Thursday, August 30, 2012

Ohio Valley Yearly Meeting Sessions

Below are the epistles approved by Ohio Valley Yearly Meeting during their 192nd session held July 25-29, 2012, on the Earlham College campus. The 2012 Annual Sessions broke prior attendance records with 207 total attendees, and the theme for the session was "Love One Another as I have Loved Thee?" As ESR alum David Garman observes, "Our annual gathering seems to me to be like a family reunion; we do our best to love one another."




(All photos courtesy of Lonny Burger and can be found on the OVYM website: http://www.quaker.org/ovym)

**Exercise description**
Using the Ohio Valley Yearly Meeting post, explain in one to three sentences why David Garman compares the annual gathering to a family reunion.

**Information supplied**

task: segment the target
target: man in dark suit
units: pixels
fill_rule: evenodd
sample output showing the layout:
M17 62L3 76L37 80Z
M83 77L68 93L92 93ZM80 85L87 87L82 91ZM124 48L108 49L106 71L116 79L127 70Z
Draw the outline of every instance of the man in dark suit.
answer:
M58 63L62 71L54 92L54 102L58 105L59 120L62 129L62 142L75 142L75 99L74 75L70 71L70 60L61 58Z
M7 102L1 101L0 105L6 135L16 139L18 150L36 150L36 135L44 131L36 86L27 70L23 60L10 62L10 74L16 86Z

**Answer to the exercise**
David Garman says the annual gathering seems like a family reunion because, in his words, "we do our best to love one another." This matches the session's theme, "Love One Another as I have Loved Thee?"